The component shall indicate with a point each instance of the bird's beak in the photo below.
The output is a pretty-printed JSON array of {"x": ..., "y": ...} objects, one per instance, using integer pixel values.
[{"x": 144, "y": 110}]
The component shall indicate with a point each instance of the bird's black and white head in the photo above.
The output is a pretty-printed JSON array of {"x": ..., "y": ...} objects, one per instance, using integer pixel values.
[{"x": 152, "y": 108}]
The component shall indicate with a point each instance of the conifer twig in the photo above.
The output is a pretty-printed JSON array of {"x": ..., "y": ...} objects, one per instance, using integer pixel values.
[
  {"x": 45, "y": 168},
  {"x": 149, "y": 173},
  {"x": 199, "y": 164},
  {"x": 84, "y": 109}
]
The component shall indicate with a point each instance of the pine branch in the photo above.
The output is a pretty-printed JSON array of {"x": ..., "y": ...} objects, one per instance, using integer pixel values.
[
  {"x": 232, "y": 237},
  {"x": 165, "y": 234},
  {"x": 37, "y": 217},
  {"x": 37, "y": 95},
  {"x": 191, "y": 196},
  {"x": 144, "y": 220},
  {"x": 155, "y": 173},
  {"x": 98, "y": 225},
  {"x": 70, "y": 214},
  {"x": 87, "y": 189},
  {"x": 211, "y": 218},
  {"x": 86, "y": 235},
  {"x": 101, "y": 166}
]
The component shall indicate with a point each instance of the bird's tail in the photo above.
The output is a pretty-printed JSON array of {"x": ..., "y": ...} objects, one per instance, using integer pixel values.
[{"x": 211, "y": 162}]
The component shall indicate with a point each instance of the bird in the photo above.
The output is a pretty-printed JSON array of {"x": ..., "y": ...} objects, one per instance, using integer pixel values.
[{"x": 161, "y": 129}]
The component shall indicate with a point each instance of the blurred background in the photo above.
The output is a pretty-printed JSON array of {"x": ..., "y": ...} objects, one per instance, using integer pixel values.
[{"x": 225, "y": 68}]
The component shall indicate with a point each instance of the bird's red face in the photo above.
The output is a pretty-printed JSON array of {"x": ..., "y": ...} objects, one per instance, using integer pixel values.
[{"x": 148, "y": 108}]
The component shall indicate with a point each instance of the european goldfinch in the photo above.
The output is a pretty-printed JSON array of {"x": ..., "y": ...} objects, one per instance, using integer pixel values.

+---+

**Set exercise:**
The records above should be restated word for word, please.

**Result:**
The component shall indicate with a point each instance of the bird's beak in the photo below.
The output is a pretty-printed JSON array of {"x": ..., "y": ...} objects, one per instance, using integer pixel values.
[{"x": 144, "y": 110}]
The component shall indicate with a point each instance of the bird's black and white head in the photo above.
The output is a pretty-printed JSON array of {"x": ..., "y": ...} objects, one per instance, using integer pixel values.
[{"x": 152, "y": 108}]
The component shall indicate with a point each instance of the conifer twig in the photo above.
The output is a pretty-printed JSON array of {"x": ..., "y": ...} objects, one per instance, using integer pixel values.
[
  {"x": 45, "y": 168},
  {"x": 149, "y": 173},
  {"x": 199, "y": 164},
  {"x": 84, "y": 109}
]
The component shall indicate with a point each instance of the pine branch in the photo above.
The output is a pretty-printed JSON array of {"x": ..., "y": ...} objects, one per instance, using integer pixel values.
[
  {"x": 232, "y": 237},
  {"x": 165, "y": 234},
  {"x": 37, "y": 217},
  {"x": 37, "y": 95},
  {"x": 191, "y": 196},
  {"x": 144, "y": 220},
  {"x": 155, "y": 173},
  {"x": 98, "y": 225},
  {"x": 70, "y": 214},
  {"x": 87, "y": 189},
  {"x": 211, "y": 218},
  {"x": 86, "y": 235},
  {"x": 101, "y": 166}
]
The component shall indicate with a point each instance of the bird's tail in the photo above.
The output is a pretty-printed JSON array of {"x": ..., "y": ...} objects, one per instance, using integer pixel values.
[{"x": 211, "y": 162}]
The component shall indicate with a point each instance of the bird in the photo above.
The output is a pretty-printed JSON array of {"x": ..., "y": ...} objects, one per instance, using integer pixel values.
[{"x": 161, "y": 129}]
The component shall indicate with a point each instance of the blurred background in the photo above.
The output is a pretty-printed JSON array of {"x": ..., "y": ...} objects, one per instance, using integer pixel values.
[{"x": 225, "y": 68}]
The component shall indicate with a point each instance of the bird's red face in the photo above.
The output is a pretty-printed JSON array of {"x": ..., "y": ...} objects, one per instance, using integer pixel values.
[{"x": 148, "y": 108}]
The component shall indicate with a point each instance of the european goldfinch in the photo above.
The output is a pretty-printed JSON array of {"x": ..., "y": ...} objects, one per instance, using integer pixel values.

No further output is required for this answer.